Items from a data source:
========================

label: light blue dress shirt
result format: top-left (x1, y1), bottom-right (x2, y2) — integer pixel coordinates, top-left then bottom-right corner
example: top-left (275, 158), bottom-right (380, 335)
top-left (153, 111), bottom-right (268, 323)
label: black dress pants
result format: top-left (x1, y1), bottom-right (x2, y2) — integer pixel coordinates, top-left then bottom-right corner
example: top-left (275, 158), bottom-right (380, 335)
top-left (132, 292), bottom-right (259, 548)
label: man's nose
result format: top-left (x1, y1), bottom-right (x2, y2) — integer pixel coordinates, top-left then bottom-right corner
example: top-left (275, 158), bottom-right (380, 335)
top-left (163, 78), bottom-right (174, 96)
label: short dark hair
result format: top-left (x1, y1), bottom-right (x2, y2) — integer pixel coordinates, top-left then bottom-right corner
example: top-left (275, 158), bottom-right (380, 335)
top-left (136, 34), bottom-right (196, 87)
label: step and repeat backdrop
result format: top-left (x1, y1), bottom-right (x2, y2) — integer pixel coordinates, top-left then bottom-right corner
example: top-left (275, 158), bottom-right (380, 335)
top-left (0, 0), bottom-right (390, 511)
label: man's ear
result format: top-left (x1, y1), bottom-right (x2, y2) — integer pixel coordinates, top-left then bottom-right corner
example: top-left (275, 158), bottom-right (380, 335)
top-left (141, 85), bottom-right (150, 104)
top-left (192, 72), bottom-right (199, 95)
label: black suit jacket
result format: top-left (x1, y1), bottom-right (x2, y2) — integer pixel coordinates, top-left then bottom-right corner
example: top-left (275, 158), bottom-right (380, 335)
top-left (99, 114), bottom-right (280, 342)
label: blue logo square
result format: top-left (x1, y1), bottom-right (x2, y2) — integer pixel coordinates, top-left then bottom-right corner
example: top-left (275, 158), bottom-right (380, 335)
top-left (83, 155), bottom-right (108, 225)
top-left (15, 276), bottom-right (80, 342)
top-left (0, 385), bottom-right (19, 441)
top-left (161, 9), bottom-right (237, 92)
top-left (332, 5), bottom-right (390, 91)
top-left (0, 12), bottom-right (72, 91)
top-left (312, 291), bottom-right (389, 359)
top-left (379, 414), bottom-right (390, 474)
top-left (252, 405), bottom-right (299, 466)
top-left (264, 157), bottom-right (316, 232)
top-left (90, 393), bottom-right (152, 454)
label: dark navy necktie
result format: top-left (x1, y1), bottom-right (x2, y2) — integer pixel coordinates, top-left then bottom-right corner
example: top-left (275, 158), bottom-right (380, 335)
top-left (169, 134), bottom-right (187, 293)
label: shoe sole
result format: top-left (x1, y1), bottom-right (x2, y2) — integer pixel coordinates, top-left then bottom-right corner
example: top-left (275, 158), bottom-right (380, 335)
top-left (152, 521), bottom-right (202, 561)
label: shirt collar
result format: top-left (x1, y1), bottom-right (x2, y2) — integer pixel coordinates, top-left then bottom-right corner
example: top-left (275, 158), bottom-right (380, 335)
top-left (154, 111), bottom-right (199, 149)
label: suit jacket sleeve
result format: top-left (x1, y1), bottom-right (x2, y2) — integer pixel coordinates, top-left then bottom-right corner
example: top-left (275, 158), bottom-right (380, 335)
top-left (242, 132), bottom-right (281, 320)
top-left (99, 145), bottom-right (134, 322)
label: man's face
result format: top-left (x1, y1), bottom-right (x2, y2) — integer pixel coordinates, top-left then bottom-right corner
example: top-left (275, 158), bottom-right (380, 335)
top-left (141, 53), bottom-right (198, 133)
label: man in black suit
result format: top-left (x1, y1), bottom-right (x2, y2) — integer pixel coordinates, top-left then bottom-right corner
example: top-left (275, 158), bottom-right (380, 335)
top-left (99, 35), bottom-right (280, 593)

========================

# Task instructions
Update the items above by changing every "result format" to "output format". Leave all other text as it is.

# Answer
label: light blue dress shirt
output format: top-left (x1, y1), bottom-right (x2, y2) — integer pixel coordinates, top-left then bottom-right corner
example: top-left (275, 158), bottom-right (380, 335)
top-left (153, 111), bottom-right (268, 323)
label: black dress pants
output format: top-left (x1, y1), bottom-right (x2, y2) — integer pixel coordinates, top-left then bottom-right corner
example: top-left (275, 158), bottom-right (380, 335)
top-left (132, 292), bottom-right (259, 548)
label: man's nose
output format: top-left (x1, y1), bottom-right (x2, y2) — integer pixel coordinates, top-left then bottom-right corner
example: top-left (275, 158), bottom-right (380, 335)
top-left (163, 78), bottom-right (174, 96)
label: short dark hair
output format: top-left (x1, y1), bottom-right (x2, y2) — integer pixel coordinates, top-left then bottom-right corner
example: top-left (275, 158), bottom-right (380, 335)
top-left (136, 34), bottom-right (196, 87)
label: step and repeat backdrop
output format: top-left (x1, y1), bottom-right (x2, y2) — integer pixel coordinates, top-left then bottom-right corner
example: top-left (275, 158), bottom-right (380, 335)
top-left (0, 0), bottom-right (390, 511)
label: man's ear
output format: top-left (x1, y1), bottom-right (x2, y2) — integer pixel coordinates, top-left then bottom-right corner
example: top-left (275, 158), bottom-right (380, 335)
top-left (141, 85), bottom-right (150, 104)
top-left (192, 72), bottom-right (199, 95)
label: black suit jacket
output format: top-left (x1, y1), bottom-right (x2, y2) — integer pixel coordinates, top-left then bottom-right corner
example: top-left (275, 158), bottom-right (380, 335)
top-left (99, 114), bottom-right (280, 342)
label: blue logo square
output format: top-left (x1, y1), bottom-right (x2, y2) — integer pixel coordinates, top-left then bottom-right corner
example: top-left (275, 158), bottom-right (380, 335)
top-left (83, 155), bottom-right (108, 225)
top-left (15, 276), bottom-right (80, 342)
top-left (0, 385), bottom-right (19, 441)
top-left (161, 9), bottom-right (237, 92)
top-left (332, 5), bottom-right (390, 91)
top-left (0, 12), bottom-right (72, 91)
top-left (312, 291), bottom-right (389, 359)
top-left (379, 414), bottom-right (390, 474)
top-left (252, 405), bottom-right (299, 466)
top-left (264, 157), bottom-right (316, 232)
top-left (90, 393), bottom-right (152, 454)
label: dark navy necktie
output format: top-left (x1, y1), bottom-right (x2, y2) — integer pixel coordinates, top-left then bottom-right corner
example: top-left (275, 158), bottom-right (380, 335)
top-left (169, 134), bottom-right (187, 293)
label: shoe sole
output format: top-left (x1, y1), bottom-right (x2, y2) — integer pixel coordinates, top-left then bottom-right corner
example: top-left (275, 158), bottom-right (380, 335)
top-left (152, 521), bottom-right (202, 561)
label: shirt collar
output format: top-left (x1, y1), bottom-right (x2, y2) — integer pixel coordinates, top-left then bottom-right corner
example: top-left (275, 158), bottom-right (380, 335)
top-left (154, 111), bottom-right (199, 149)
label: suit jacket sleeve
output format: top-left (x1, y1), bottom-right (x2, y2) — integer pixel coordinates, top-left then bottom-right corner
example: top-left (275, 158), bottom-right (380, 335)
top-left (242, 132), bottom-right (281, 320)
top-left (99, 145), bottom-right (134, 322)
label: man's face
output format: top-left (x1, y1), bottom-right (x2, y2) — integer pixel coordinates, top-left then bottom-right corner
example: top-left (275, 158), bottom-right (380, 335)
top-left (141, 53), bottom-right (198, 133)
label: man in black suit
output format: top-left (x1, y1), bottom-right (x2, y2) — integer pixel coordinates, top-left then bottom-right corner
example: top-left (275, 158), bottom-right (380, 335)
top-left (99, 35), bottom-right (280, 593)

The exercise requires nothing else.